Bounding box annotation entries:
——

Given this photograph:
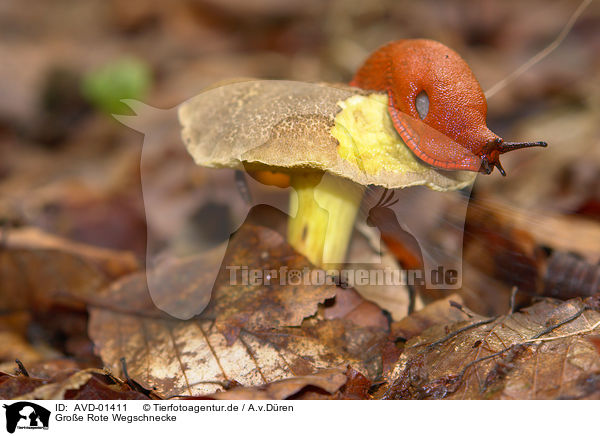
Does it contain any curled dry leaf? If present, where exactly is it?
[0,228,138,311]
[391,294,469,340]
[0,368,149,400]
[90,309,382,397]
[89,225,387,396]
[378,300,600,399]
[202,224,340,344]
[199,369,347,400]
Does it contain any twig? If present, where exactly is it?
[485,0,592,98]
[529,306,587,341]
[508,286,519,315]
[427,316,498,350]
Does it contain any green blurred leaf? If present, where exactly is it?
[82,58,152,115]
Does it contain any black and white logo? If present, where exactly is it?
[3,401,50,433]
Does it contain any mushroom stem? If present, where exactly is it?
[288,172,364,268]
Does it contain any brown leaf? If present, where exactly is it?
[204,369,346,400]
[0,372,44,400]
[338,368,372,400]
[392,294,469,340]
[90,309,381,397]
[89,224,388,396]
[323,288,389,330]
[381,300,600,399]
[0,228,138,311]
[203,224,337,344]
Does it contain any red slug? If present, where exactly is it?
[350,39,547,176]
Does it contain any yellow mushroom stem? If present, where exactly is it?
[288,172,364,268]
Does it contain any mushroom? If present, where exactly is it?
[179,80,476,267]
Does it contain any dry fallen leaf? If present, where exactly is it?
[379,299,600,399]
[391,294,469,340]
[200,369,346,400]
[0,228,138,311]
[89,225,387,396]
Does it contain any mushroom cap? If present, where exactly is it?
[179,80,477,191]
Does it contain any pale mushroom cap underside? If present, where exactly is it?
[179,80,476,191]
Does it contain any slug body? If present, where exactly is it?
[350,39,546,175]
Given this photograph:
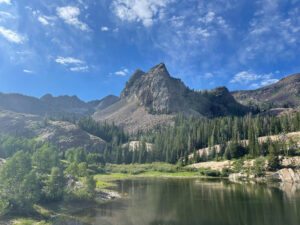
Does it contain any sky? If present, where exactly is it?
[0,0,300,101]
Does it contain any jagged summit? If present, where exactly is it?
[93,63,248,132]
[121,63,187,113]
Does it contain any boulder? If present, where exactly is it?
[266,168,300,183]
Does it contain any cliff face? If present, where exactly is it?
[121,63,188,113]
[93,63,248,132]
[232,73,300,108]
[121,63,246,116]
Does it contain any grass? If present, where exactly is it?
[13,218,51,225]
[94,163,211,189]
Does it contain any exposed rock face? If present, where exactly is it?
[0,94,94,116]
[121,63,246,116]
[0,110,106,152]
[94,95,119,110]
[93,63,248,133]
[232,73,300,108]
[121,63,188,113]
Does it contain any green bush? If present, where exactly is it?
[221,168,233,177]
[199,168,221,177]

——

Copy every line of the listing above word for word, but omit the picture lines.

Given this photograph:
Does it contain any curled dry leaf? If present, where exactly is it?
[0,228,138,311]
[391,294,469,340]
[0,368,149,400]
[90,309,382,397]
[89,225,387,396]
[378,300,600,399]
[202,224,340,344]
[199,369,347,400]
Does it contain any twig? If present, where exactly is it?
[485,0,592,98]
[529,306,587,341]
[508,286,519,315]
[427,316,498,350]
Does it contain any green blurred leaf? If present, where exactly is it?
[82,58,152,115]
Does it contain any black and white logo? If present, where exactly is it?
[3,401,50,433]
Does it contain any mushroom stem? If present, where exactly is it?
[288,172,364,268]
Does it contain any brown leaf? If present, where exactly is it?
[204,369,346,400]
[0,372,44,400]
[338,368,372,400]
[392,294,469,340]
[90,309,381,397]
[89,224,388,396]
[323,288,389,330]
[381,300,600,399]
[0,228,138,311]
[203,224,337,344]
Does it contain any red slug? If present, where exactly is it?
[350,39,547,176]
Does it contain any yellow mushroom stem? If present, where exactly is it?
[288,172,364,268]
Does it contain any mushroom? If present, where exactly is it?
[179,80,476,267]
Does it contain any dry fallen leaf? If present, where exactly is it?
[379,299,600,399]
[391,294,469,340]
[200,369,346,400]
[0,228,138,311]
[89,225,387,396]
Does it contain any mushroom cap? If present, where exactly is it?
[179,80,477,191]
Does it contain any pale mushroom cap underside? If present, where exactly is it?
[179,80,476,191]
Does it contain any slug body? If present, where exactly is it?
[350,39,546,175]
Given this photograph:
Does it contain any sky? If present, where exactly is it?
[0,0,300,101]
Does it contain any jagged summit? If present, where exactly is it?
[93,63,248,132]
[121,63,187,113]
Does it contain any boulder? If present, where exactly is it?
[266,168,300,183]
Does it contain any cliff face? If present, where exactly is it?
[121,63,188,113]
[93,63,248,132]
[232,73,300,108]
[121,63,246,116]
Does it contain any grass? If present, where exactly is it?
[13,218,51,225]
[94,163,211,189]
Does it contain any exposed rock face? If present, where exactly is it?
[0,94,94,116]
[121,63,246,116]
[0,110,106,152]
[94,95,119,110]
[93,63,248,133]
[232,73,300,108]
[121,63,188,113]
Does it contain any green bush? If present, where exactly is it?
[221,168,233,177]
[199,168,221,177]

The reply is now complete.